:: Article ::
The New Jersey Department of Environmental Protection has endorsed the installation of a geomembrane cover system placed over the entire Keegan Landfill in Kearny, and made the approval in a March 2021 letter to the NJ Sports and Exposition Authority.
The estimated cost of the remedy, to be paid by the NJSEA, is $46.7 million. A permit application for closure is pending before the NJDEP.
The landfill closure is ongoing — with the importing of clean soils used for grading and contouring, a necessary precondition to achieve the precise slopes on the landfill’s 90-acre surface that will support the installation of an impermeable geomembrane cover.
Under the town’s legal settlement with the NJSEA and the state’s Administrative Consent Order with the NJSEA, the closure is the responsibility of the NJSEA, which owns the landfill once owned by the town, but taken back through eminent domain.
Grading and contouring are scheduled to be completed by October.
The geomembrane cover is the next phase of the closure.
In its letter, the NJDEP considered different types of geomembrane covers and whether the entire surface or just half of the surface should be covered. The estimated costs of the options ranged from $20.8 million to $46.7 million.
The NJDEP endorsed the costliest option presented — requiring coverage of the entire landfill — because of the benefits to be gained from reductions in hydrogen sulfide emissions over the entirety of the post-closure period and the need to minimize moisture infiltrating the landfill.
The Town of Kearny’s environmental engineer had previously submitted comments to the NJDEP in August 2020 that also supported a geomembrane cover over the entire landfill for similar reasons.
Keegan Landfill historical timeline
1950: Landfill operations begin under William A. Keegan, Inc., on property owned in part by the Town of Kearny. The 90-acre landfill received over 170,000 loads per year, including industrial waste such as waste oil, chromate and pigment from DuPont Chemical.
1972: William A. Keegan, Inc., ceased operations due to the lack of environmental controls. Garbage remain exposed on the surface and unauthorized “midnight dumping” became frequent.
1976-2006: Fires begin to periodically erupt on the landfill, including two in 1976, three in 1978, a seven-day fire in 1984, one in 1995, two in 2002 and one in 2006. Some emitted so much smoke that closure of the nearby NJ Turnpike was required.
1984: Rainwater that percolated with the waste material, generating leachate, begins pouring into nearby Frank’s Creek and the Kearny Marsh at the rate of 65 million gallons of leachate per year.
1987: The state DEP orders the Town of Kearny to cover the landfill to stop the fires and reduce leachate. Kearny never fulfills that directive.
2005: Kearny and the NJ Meadowlands Commission (now the NJSEA) enter into a lease agreement under which the commission would properly close the landfill and then reclaim the site as active recreational facilities for the town called the “Green Space Initiative.”

:: Supplied entries ::
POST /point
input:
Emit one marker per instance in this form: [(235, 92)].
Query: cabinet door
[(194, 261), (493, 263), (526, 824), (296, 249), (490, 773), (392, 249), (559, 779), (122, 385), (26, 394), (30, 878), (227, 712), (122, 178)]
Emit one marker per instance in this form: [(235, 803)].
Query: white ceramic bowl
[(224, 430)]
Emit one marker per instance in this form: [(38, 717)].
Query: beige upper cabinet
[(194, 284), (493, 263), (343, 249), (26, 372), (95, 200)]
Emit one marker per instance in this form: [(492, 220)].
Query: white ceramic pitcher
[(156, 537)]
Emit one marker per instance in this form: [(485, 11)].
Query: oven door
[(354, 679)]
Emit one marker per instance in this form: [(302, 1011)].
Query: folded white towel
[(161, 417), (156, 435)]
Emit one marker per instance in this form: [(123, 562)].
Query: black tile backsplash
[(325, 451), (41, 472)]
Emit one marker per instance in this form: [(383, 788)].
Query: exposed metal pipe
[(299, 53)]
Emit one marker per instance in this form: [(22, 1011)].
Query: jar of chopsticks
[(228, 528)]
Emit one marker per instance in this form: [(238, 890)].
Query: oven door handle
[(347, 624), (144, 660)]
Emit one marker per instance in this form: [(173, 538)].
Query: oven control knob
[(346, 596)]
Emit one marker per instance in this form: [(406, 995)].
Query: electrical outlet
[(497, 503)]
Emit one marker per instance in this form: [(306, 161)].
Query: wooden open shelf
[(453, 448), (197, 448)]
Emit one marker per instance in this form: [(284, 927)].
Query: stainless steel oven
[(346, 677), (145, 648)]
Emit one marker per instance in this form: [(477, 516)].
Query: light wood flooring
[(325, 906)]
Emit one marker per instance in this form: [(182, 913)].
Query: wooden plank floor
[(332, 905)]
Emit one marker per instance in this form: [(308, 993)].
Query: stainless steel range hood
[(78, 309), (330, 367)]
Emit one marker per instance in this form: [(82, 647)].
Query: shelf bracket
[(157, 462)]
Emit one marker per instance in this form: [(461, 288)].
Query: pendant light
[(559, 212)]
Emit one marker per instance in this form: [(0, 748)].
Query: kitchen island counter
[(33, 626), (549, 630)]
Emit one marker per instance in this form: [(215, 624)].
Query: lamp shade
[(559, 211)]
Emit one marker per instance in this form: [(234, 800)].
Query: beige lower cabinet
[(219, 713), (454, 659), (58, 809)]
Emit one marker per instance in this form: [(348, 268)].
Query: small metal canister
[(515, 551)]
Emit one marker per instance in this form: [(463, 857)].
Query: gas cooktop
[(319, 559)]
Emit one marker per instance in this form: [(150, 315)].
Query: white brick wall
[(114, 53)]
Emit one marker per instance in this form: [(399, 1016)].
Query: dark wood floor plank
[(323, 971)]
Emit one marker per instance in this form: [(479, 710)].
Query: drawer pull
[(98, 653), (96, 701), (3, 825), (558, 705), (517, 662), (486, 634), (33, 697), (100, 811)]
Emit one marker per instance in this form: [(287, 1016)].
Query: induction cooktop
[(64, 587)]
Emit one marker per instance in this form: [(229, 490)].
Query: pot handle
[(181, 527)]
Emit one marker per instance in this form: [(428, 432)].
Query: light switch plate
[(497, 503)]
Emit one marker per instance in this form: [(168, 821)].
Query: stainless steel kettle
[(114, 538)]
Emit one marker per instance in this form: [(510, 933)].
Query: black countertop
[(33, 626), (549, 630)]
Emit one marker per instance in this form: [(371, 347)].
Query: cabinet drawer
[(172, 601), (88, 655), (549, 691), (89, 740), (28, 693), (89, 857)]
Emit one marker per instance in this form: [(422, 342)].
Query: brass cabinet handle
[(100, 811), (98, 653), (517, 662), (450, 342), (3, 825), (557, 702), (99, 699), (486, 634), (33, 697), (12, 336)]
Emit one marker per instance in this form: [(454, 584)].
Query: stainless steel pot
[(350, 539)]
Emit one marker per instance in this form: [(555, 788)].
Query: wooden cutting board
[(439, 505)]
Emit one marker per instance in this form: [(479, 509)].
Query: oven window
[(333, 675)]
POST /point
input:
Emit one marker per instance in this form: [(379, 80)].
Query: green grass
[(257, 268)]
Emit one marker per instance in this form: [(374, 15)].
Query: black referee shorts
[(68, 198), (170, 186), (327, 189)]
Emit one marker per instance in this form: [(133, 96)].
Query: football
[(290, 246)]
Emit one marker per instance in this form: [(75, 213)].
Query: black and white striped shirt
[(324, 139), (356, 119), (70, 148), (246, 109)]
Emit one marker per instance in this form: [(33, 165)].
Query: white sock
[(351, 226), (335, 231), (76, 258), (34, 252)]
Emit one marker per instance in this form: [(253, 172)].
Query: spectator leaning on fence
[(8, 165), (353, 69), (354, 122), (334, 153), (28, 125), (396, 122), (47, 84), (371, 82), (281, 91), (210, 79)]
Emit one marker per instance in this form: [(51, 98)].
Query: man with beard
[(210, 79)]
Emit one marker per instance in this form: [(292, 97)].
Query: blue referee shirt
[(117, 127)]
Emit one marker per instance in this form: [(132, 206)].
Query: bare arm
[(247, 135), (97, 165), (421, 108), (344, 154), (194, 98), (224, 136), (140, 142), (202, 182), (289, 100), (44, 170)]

:: Your task ::
Write out, word for word, the part of the Keegan Landfill article that begins with the words containing "Under the town’s" and ends with "to $46.7 million.".

:: Answer ::
Under the town’s legal settlement with the NJSEA and the state’s Administrative Consent Order with the NJSEA, the closure is the responsibility of the NJSEA, which owns the landfill once owned by the town, but taken back through eminent domain.
Grading and contouring are scheduled to be completed by October.
The geomembrane cover is the next phase of the closure.
In its letter, the NJDEP considered different types of geomembrane covers and whether the entire surface or just half of the surface should be covered. The estimated costs of the options ranged from $20.8 million to $46.7 million.